[Work required] Reply with nothing but the number of lines in the data below where the word "orange" occurs.

○ ○ ○

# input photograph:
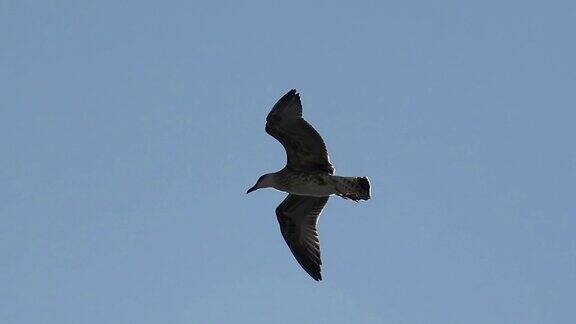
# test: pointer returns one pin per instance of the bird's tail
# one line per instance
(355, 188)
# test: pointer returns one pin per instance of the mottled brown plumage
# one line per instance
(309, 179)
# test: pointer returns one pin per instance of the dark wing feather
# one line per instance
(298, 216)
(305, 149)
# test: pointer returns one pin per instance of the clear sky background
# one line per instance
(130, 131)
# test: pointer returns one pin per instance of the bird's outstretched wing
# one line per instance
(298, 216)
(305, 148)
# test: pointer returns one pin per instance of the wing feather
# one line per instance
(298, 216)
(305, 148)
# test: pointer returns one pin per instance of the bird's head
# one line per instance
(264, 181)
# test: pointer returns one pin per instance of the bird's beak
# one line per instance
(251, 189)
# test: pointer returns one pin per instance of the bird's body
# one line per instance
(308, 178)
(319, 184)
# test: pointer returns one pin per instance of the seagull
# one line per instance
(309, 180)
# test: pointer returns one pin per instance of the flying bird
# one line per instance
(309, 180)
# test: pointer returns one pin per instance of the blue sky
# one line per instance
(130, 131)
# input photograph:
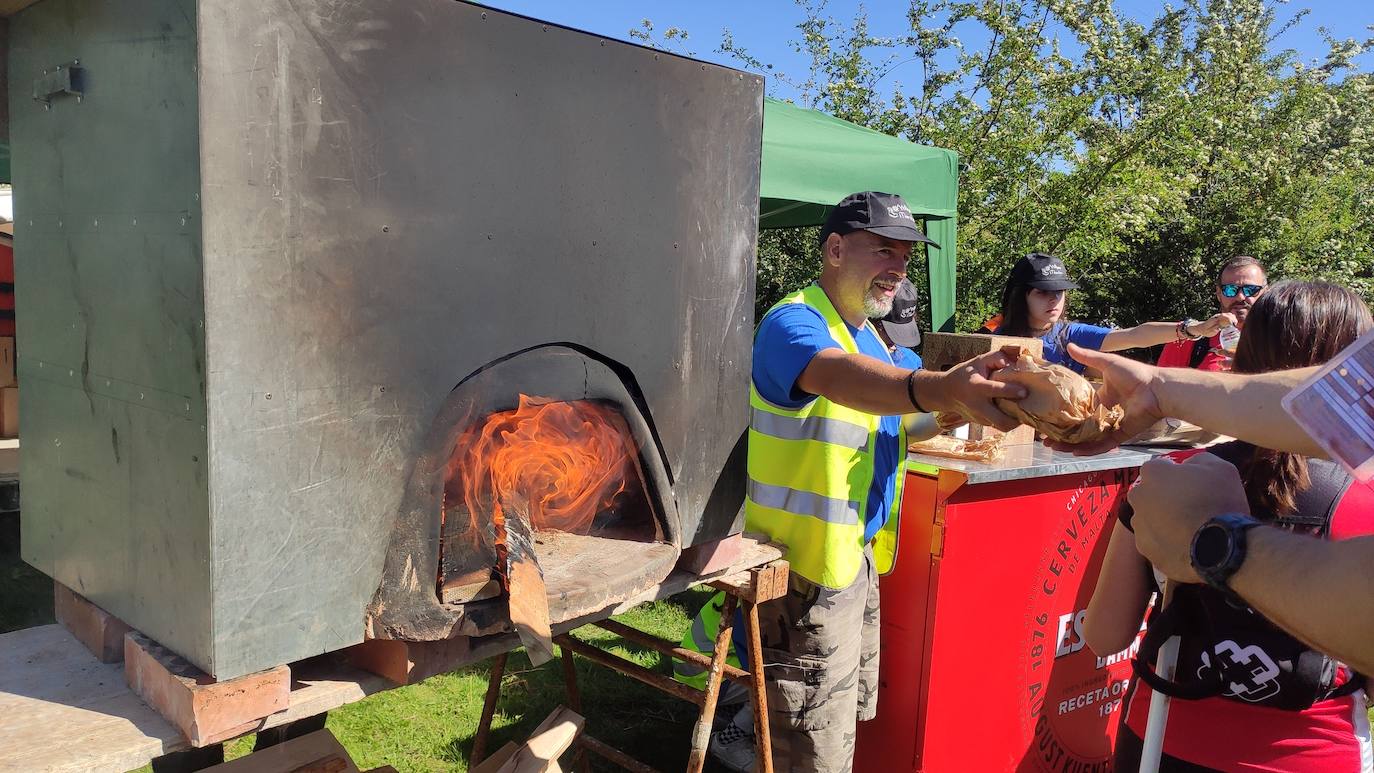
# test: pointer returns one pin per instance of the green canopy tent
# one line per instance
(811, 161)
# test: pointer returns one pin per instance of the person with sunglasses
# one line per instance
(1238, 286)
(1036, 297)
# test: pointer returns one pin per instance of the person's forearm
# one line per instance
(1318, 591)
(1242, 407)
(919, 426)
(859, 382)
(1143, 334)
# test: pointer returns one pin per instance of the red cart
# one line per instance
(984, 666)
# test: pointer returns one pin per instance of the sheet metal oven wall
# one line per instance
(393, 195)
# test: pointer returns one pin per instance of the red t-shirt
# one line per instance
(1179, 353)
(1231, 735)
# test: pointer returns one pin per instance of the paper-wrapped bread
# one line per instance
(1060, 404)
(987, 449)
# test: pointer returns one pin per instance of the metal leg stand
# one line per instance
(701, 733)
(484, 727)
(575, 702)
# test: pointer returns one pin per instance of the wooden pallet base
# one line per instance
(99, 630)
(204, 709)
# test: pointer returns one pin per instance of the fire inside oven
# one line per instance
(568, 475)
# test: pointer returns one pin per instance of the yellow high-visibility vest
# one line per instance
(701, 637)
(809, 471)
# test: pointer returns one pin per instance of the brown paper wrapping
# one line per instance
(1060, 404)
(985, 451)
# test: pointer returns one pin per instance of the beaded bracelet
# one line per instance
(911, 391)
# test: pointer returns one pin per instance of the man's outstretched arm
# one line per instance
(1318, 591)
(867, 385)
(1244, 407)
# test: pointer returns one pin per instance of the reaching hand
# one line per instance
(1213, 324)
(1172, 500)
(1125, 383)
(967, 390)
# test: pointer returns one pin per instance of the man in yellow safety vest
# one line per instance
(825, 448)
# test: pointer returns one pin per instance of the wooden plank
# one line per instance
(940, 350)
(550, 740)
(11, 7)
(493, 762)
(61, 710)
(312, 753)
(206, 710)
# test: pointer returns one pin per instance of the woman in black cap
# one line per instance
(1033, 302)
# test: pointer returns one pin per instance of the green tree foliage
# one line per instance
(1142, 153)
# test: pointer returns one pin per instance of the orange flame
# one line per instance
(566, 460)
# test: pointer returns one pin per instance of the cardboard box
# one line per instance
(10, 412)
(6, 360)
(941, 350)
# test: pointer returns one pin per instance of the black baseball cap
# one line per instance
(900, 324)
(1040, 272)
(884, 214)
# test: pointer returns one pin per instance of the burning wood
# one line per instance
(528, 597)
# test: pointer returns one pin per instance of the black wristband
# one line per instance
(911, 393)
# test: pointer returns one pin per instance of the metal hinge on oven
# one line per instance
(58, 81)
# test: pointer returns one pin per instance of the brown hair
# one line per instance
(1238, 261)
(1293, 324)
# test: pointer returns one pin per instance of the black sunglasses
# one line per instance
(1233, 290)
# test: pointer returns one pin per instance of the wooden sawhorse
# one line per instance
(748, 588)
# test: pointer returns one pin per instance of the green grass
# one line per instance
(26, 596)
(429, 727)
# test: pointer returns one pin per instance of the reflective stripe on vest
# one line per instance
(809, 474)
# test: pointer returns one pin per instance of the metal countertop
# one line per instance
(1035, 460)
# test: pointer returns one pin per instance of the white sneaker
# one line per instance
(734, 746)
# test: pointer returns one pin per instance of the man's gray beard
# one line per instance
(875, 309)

○ ○ ○

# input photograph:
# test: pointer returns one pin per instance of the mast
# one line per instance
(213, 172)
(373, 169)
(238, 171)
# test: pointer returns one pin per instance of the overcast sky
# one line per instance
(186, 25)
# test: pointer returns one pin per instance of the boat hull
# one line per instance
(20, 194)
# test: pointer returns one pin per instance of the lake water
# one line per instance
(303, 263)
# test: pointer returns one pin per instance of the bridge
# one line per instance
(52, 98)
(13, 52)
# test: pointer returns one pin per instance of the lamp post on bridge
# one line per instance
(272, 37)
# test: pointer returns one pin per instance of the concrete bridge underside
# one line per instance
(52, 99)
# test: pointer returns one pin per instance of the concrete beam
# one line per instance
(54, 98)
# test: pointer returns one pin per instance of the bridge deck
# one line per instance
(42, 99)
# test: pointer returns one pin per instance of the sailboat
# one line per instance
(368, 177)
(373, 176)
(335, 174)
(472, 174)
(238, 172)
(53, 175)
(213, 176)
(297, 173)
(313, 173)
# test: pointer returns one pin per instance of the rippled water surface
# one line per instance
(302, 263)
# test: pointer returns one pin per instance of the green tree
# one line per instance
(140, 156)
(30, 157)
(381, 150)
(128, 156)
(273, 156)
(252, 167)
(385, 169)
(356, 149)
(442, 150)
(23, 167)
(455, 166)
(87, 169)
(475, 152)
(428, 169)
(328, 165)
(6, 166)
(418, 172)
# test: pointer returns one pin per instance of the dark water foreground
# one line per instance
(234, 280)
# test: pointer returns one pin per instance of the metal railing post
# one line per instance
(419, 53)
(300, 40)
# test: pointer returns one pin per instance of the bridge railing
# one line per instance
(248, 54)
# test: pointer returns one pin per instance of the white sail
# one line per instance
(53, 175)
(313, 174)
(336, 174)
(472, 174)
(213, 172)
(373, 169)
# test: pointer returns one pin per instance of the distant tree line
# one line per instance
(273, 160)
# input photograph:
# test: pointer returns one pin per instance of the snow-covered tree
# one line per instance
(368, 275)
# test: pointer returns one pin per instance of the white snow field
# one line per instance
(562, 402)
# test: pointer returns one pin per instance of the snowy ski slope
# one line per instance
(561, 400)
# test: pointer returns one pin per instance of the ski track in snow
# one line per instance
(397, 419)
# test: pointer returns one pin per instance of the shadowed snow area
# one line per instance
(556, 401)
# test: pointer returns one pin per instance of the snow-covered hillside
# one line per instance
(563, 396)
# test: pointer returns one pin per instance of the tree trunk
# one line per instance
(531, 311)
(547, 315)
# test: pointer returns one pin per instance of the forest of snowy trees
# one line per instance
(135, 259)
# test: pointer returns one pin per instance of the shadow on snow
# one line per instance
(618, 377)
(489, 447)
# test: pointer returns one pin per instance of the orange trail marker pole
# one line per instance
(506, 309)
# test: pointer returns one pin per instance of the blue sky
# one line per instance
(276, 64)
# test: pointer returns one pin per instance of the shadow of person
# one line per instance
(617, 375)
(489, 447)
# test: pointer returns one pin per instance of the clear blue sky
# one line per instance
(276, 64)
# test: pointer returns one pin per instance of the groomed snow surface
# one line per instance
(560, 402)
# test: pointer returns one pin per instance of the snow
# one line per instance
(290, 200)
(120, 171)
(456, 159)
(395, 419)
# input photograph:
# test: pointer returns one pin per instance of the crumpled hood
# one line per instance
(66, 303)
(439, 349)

○ ○ ○

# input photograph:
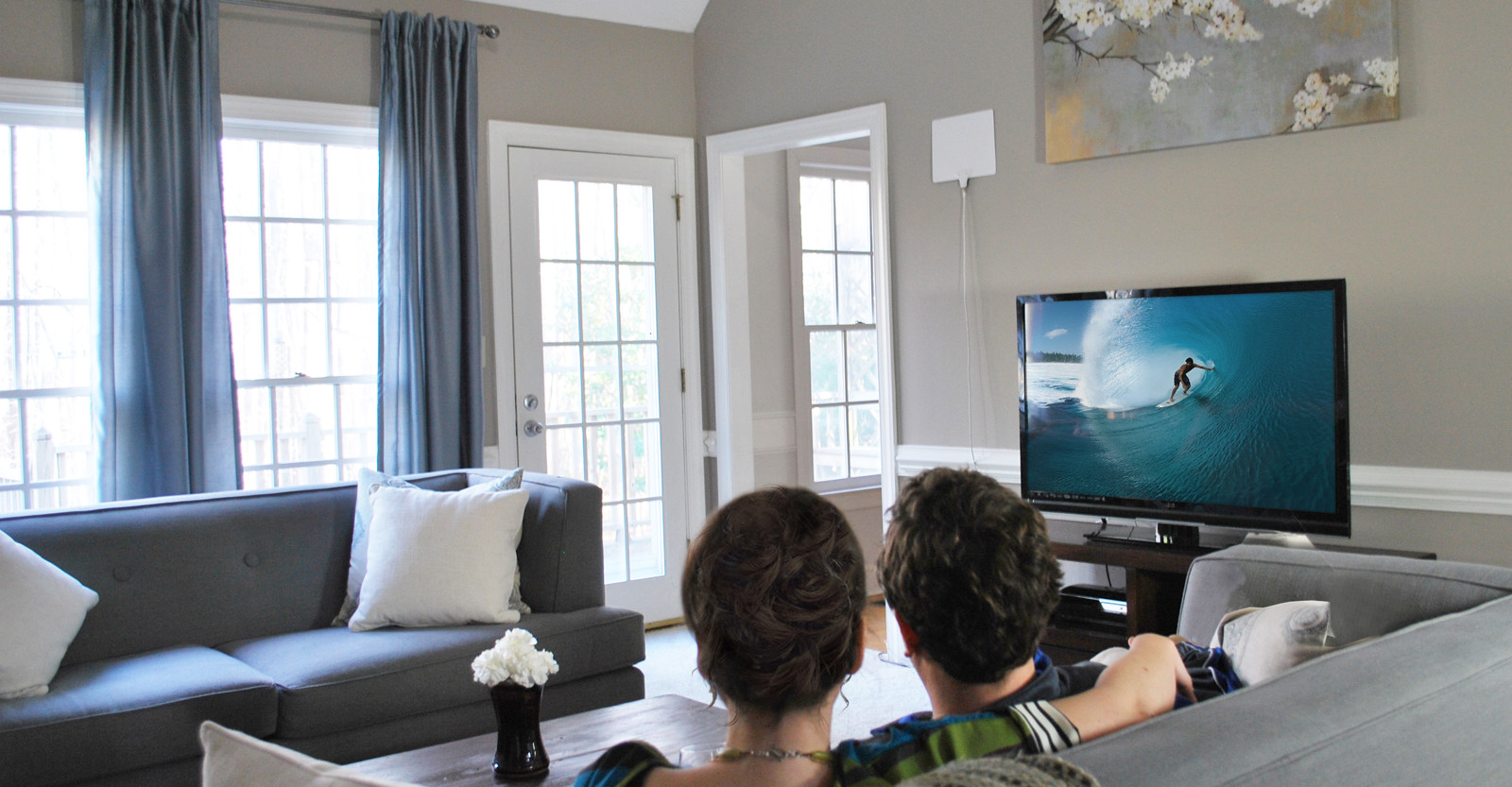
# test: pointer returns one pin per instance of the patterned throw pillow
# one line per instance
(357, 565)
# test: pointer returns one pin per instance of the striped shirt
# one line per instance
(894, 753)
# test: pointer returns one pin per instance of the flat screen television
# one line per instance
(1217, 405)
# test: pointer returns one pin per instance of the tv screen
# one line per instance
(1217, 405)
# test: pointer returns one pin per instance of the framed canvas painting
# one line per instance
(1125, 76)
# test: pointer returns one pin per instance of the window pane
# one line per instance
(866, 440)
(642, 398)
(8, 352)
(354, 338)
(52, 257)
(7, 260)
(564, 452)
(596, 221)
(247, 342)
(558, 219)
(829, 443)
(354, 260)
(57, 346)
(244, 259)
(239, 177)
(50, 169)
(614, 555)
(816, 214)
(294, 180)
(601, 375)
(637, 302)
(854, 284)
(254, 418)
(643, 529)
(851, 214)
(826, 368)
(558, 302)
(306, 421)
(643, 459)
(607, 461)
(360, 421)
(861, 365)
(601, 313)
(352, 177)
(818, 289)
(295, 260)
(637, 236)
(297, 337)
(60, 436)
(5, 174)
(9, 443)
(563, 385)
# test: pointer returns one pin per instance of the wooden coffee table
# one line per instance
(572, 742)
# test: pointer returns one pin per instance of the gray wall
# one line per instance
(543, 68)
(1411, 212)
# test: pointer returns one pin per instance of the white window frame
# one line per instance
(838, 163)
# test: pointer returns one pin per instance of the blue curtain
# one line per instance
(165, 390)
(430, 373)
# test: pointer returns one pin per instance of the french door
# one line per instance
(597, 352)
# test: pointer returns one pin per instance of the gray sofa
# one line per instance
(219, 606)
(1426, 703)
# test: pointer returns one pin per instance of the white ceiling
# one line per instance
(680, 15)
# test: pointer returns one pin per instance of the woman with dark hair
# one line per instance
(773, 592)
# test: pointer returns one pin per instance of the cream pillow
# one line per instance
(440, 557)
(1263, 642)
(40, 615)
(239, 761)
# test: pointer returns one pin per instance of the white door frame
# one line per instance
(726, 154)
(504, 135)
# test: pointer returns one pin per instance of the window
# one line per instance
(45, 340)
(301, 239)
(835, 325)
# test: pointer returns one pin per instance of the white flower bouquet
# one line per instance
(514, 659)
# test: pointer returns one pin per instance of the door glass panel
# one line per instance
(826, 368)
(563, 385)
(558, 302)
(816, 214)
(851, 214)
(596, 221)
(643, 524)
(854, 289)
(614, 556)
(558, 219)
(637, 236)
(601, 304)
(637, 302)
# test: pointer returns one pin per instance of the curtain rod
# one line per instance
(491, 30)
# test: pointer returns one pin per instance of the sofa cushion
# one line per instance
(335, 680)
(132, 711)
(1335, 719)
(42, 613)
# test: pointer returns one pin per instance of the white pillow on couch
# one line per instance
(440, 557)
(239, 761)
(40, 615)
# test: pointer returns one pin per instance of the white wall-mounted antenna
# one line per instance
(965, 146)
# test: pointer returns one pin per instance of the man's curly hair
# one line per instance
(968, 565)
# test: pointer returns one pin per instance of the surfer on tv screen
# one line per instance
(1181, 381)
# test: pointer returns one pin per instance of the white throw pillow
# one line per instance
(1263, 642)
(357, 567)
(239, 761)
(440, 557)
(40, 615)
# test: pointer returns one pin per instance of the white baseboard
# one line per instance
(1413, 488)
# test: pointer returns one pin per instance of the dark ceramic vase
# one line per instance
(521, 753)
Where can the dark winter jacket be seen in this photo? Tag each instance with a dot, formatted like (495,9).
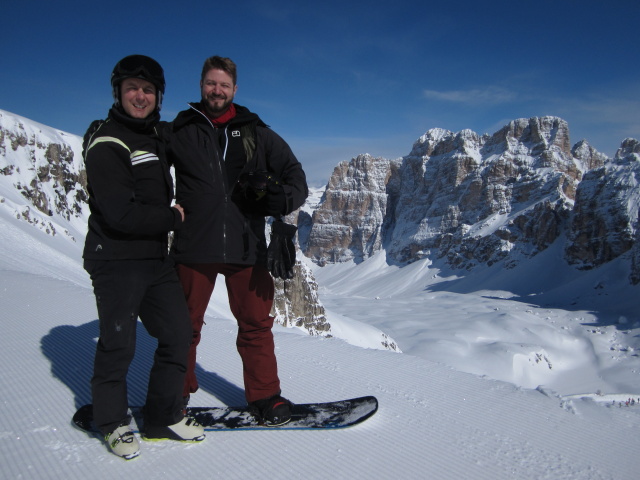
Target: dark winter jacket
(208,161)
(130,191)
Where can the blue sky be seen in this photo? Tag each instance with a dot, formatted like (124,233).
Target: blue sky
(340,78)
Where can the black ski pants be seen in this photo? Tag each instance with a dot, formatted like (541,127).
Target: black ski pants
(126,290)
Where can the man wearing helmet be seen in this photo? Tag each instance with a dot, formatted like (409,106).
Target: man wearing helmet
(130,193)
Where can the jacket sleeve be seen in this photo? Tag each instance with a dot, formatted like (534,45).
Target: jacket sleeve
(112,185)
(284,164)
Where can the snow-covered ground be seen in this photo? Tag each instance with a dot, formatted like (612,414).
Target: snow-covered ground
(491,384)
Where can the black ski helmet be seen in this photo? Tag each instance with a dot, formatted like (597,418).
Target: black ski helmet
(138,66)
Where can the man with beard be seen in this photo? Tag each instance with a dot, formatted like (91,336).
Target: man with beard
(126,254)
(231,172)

○ ○ ○

[Answer below] 2